- AUFGABEN -
**1)** Prüfen Sie, ob die Aussagen (a), (b) und (c) mit dem Artikel über den Streik bei Neupack übereinstimmen. Antworten Sie jeweils mit Ja oder Nein und zitieren Sie die entscheidende Stelle wörtlich.
(a) Der Vollstreik begann am 1. November 2012.
(b) Die Belegschaft erhielt am Ende den geforderten Tarifvertrag.
(c) Murat Günes erhielt insgesamt sechs fristlose Kündigungen.
**2)** Führen Sie den Artikel über den Streik bei Neupack nach seinem letzten Satz fort.

==== EXTRAHIERTER TEXT

Junge Welt vom 15.7.2014

Neun Monate Arbeitskampf

Neues Buch gibt einen Einblick in den langwierigen und teilweise chaotischen Streik bei Neupack in Hamburg

Neun Monate oder 281 Tage – so lange dauerte der Arbeitskampf beim Verpackungshersteller Neupack in Hamburg. Und nicht nur wegen der Länge war dieser Streik rekordverdächtig: Die zuständige Industriegewerkschaft Bergbau, Chemie, Energie (IG BCE) hatte zuerst angekündigt, am tariflosen Familienunternehmen »ein Exempel statuieren« zu wollen – »koste es, was es wolle«. Der Vollstreik begann am 1. November 2012 – nach 85 Tagen wurden die Kollegen wieder an die Arbeit geschickt. Danach war offiziell von einem »Flexi-Streik« die Rede, aber praktisch wurde normal gearbeitet. Am Ende bekam die Belegschaft nicht den geforderten Tarifvertrag, sondern eine Betriebsvereinbarung mit wenigen Verbesserungen ihrer Arbeitsbedingungen.

Dadurch war der Neupack-Streik nicht nur einer der längsten, sondern einer der umstrittensten Arbeitskämpfe der letzten Jahre in der Bundesrepublik. Ein Solidaritätskreis unterstützte die Arbeiter bis zum Ende des Streiks. Nun haben Mitglieder dieses Zusammenschlusses einen Überblick in Buchform zusammengestellt.

Der Betriebsratsvorsitzende Murat Günes bekam insgesamt sechs fristlose Kündigungen und eine Anzeige wegen Körperverletzung – alles später vor Gericht verworfen. Die Justiz erklärte die Einstellung von Streikbrechern für legal und schränkte gleichzeitig die Streikposten ein. Trotz alledem appellierte die IG BCE an die Vernunft der Familienunternehmer. Am 24. Januar 2013 wurden die Streikenden zurück in den Betrieb geschickt, denn Vertreter der IG BCE wollten eine »Deeskalation« des Konfliktes, um das Unternehmen »nicht in den Ruin« zu streiken.

So kritisiert das Buch eine »dogmatische Sozialpartnerschaft« der IG BCE, die sich »immer unterwürfiger« verhielt. Auch Versuche der Kollegen, öfter in der Innenstadt zu demonstrieren oder Kundgebungen vor den Großabnehmern abzuhalten, seien von der Gewerkschaft blockiert worden.

========
==== VORLIEGENDE DATEN

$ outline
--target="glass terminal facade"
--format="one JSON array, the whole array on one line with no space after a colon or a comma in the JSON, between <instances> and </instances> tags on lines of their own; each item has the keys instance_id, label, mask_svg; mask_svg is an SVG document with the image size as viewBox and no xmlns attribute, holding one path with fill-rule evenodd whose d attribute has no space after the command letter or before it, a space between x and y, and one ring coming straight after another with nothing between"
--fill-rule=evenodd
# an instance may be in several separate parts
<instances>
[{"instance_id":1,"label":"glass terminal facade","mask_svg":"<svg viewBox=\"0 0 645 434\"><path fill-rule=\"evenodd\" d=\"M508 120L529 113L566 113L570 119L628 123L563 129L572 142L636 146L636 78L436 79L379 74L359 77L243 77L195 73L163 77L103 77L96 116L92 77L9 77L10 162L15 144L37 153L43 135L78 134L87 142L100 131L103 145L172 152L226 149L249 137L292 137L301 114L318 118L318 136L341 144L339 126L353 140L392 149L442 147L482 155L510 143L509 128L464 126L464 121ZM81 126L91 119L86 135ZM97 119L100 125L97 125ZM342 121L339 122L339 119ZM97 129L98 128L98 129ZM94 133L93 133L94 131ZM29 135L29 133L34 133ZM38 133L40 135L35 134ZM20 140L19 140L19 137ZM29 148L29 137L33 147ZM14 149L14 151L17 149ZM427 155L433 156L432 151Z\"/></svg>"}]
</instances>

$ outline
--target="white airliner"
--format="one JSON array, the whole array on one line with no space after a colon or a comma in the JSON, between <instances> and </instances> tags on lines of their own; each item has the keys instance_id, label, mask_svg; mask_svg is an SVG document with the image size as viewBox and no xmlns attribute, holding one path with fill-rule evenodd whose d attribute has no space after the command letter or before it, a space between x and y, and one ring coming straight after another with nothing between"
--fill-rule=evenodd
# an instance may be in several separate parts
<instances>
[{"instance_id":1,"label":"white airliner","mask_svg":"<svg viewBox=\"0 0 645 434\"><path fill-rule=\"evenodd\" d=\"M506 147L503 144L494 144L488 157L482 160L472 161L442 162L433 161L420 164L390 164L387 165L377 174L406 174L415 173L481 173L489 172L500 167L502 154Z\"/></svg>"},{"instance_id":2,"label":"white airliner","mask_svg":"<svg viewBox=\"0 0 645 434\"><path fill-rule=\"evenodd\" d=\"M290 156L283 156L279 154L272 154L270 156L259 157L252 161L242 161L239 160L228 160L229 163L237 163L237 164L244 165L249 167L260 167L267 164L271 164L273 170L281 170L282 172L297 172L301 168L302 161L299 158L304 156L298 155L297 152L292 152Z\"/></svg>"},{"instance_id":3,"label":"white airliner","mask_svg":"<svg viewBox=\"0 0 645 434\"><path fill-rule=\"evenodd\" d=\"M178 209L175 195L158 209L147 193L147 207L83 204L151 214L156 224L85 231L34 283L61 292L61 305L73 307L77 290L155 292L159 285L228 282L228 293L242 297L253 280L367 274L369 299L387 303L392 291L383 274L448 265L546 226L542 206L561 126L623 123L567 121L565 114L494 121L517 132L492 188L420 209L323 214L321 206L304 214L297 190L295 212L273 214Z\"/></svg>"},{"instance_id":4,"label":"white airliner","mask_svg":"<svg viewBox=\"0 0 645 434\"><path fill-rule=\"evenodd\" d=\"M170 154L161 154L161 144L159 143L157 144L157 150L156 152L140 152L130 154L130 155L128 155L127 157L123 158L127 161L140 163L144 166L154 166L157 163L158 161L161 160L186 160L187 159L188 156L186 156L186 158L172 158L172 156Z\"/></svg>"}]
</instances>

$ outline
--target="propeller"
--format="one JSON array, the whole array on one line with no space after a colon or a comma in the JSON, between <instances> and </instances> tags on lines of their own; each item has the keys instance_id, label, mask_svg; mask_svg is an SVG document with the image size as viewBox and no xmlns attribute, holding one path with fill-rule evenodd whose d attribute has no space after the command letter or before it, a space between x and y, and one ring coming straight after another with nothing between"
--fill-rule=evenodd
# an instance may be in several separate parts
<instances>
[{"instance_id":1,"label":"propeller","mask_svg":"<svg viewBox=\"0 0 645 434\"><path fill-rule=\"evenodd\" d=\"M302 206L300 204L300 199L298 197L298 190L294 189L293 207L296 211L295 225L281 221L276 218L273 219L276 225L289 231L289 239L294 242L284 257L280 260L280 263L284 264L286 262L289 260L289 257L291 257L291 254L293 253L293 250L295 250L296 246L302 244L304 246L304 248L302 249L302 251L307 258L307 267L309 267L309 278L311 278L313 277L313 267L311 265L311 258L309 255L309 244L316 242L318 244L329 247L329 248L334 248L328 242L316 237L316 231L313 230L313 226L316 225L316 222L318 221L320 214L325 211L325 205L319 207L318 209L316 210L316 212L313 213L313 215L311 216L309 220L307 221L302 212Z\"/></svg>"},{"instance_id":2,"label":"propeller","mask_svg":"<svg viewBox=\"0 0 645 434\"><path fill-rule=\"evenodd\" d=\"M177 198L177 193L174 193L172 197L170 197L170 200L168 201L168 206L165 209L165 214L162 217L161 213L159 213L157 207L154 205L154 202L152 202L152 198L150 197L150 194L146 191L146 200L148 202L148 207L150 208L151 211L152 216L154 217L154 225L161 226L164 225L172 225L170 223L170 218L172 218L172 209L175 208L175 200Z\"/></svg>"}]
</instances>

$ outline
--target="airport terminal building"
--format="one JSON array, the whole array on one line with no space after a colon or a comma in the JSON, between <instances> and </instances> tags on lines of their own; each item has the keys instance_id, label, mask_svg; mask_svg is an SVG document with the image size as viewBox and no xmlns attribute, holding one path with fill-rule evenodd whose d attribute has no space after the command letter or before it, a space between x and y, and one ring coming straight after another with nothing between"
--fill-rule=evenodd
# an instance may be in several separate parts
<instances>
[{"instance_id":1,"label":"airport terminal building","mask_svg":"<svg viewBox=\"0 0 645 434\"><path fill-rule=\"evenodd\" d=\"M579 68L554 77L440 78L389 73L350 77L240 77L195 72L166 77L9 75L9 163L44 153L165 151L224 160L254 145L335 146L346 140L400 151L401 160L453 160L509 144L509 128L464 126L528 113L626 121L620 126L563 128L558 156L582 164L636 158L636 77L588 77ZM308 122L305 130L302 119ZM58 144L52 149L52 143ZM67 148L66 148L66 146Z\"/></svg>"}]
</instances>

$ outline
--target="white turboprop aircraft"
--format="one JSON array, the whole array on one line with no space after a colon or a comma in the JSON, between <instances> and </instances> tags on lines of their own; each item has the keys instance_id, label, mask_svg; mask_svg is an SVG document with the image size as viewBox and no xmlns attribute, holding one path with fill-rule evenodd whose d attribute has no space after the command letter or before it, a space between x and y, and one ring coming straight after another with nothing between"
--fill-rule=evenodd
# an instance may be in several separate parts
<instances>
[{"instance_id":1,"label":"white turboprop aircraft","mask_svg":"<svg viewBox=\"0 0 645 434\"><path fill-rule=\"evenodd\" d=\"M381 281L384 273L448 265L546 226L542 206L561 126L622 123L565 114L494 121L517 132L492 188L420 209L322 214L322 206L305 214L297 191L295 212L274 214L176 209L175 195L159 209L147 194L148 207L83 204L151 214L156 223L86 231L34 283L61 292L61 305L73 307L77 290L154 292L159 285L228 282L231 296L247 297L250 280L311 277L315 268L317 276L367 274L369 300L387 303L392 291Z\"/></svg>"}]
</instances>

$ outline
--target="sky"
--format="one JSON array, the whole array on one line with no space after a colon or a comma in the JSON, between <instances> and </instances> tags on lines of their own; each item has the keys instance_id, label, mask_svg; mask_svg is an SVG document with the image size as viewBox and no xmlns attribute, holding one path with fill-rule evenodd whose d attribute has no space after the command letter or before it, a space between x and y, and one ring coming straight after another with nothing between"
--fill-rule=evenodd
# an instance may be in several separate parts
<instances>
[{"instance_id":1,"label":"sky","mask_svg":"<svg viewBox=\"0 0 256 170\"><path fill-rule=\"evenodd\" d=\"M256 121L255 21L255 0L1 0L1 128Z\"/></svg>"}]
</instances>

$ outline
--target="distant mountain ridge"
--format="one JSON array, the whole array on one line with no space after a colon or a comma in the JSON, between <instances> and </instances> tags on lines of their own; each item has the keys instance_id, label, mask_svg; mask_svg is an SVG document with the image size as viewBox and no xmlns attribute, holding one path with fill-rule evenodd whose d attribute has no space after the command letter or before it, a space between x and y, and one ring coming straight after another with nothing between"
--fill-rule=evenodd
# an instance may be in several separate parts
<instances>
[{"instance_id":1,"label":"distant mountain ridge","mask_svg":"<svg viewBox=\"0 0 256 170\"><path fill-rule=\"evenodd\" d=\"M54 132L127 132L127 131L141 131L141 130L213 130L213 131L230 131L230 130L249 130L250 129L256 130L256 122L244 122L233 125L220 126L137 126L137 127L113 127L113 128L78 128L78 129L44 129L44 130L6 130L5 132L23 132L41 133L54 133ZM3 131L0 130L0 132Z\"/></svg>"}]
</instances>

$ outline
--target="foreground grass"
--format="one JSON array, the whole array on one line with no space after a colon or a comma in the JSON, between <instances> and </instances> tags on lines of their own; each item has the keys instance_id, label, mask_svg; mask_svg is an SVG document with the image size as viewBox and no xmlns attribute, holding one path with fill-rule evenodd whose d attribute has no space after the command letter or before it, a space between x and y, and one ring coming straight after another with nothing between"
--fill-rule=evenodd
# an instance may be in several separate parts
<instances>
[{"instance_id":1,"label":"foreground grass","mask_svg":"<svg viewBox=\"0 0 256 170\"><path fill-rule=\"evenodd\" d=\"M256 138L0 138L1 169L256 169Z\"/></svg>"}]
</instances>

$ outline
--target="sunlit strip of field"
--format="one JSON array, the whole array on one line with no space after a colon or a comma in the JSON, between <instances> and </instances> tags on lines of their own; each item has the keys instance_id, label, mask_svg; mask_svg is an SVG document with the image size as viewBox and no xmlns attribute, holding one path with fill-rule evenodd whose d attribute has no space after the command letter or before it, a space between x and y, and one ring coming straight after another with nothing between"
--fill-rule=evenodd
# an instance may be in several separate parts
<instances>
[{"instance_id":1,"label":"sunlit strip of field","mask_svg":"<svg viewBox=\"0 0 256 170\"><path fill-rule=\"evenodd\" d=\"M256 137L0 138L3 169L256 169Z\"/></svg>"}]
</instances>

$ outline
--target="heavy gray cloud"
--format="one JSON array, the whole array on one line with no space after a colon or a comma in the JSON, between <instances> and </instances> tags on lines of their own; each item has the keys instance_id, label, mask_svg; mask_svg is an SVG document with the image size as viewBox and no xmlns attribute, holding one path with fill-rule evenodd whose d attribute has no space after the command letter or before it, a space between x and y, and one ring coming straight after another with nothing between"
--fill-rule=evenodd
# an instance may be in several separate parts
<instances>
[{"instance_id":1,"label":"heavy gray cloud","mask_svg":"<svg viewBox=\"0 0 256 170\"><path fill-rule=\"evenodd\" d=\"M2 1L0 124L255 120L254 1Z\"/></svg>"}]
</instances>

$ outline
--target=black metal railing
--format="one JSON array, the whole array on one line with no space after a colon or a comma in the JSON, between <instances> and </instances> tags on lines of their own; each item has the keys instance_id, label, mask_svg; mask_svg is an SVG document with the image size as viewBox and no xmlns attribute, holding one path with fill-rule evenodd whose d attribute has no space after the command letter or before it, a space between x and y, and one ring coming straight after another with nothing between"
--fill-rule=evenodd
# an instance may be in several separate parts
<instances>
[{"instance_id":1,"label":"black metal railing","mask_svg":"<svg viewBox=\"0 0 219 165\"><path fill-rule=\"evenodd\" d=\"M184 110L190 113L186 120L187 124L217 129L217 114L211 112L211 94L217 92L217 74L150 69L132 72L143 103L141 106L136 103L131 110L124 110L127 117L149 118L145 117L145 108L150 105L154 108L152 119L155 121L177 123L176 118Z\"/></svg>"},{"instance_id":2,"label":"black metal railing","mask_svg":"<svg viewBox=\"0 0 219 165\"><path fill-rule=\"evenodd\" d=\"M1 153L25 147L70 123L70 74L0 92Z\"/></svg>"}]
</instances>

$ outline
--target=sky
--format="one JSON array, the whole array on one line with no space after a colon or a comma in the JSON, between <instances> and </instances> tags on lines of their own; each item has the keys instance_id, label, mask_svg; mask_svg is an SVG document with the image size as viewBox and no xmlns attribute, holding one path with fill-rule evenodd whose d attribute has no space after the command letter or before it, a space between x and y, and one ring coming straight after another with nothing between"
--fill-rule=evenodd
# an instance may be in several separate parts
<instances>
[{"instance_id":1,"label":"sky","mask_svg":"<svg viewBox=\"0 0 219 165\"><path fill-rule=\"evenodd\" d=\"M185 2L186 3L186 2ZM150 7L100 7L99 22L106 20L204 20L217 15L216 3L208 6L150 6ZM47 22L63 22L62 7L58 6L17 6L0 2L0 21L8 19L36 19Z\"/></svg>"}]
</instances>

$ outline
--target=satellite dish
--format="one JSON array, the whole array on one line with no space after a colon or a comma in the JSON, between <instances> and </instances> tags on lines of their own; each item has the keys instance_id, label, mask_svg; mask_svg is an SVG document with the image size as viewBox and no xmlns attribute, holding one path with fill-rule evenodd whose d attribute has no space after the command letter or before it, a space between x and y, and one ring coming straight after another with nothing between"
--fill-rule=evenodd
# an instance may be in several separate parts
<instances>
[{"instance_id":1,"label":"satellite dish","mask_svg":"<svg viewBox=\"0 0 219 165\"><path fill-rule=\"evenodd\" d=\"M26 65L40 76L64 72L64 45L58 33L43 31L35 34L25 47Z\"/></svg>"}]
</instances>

========

- LÖSUNGEN -
**1)**
(a) Ja: „Der Vollstreik begann am 1. November 2012“
(b) Nein: „Am Ende bekam die Belegschaft nicht den geforderten Tarifvertrag, sondern eine Betriebsvereinbarung mit wenigen Verbesserungen ihrer Arbeitsbedingungen.“
(c) Ja: „Der Betriebsratsvorsitzende Murat Günes bekam insgesamt sechs fristlose Kündigungen“

**2)**
Das Buch ist eher eine Arbeit proletarischer Autodidakten. Man bekommt eine ziemlich chaotische Mischung aus Interviews, Flugblattexten, Artikeln und Analysen – aber der Streik selbst war mindestens genauso chaotisch. Hier gibt es viele Quellen, eine gute Grundlage für die anhaltende Diskussion über die Lehren des Streiks. So sei ein Erfolg, daß sich Kollegen aus der Türkei, Polen, dem ehemaligen Jugoslawien, Deutschland und weiteren Ländern zu einer Gewerkschaft zusammenschließen konnten, um der Willkür des Unternehmens einen Riegel vorzuschieben. »Murat hat alle miteinander bekannt gemacht«, so ein Kollege über die zehnjährige Vorbereitungsarbeit für den Streik.

Außerdem gab es eine beeindruckende Solidarität für die Streikenden: junge Antifaschisten beteiligten sich im Morgengrauen an Sitzblockaden. Fußballfans hielten Transparente im Stadion hoch. Aus vielen Betrieben kamen Solidaritätsbotschaften – sogar aus Argentinien.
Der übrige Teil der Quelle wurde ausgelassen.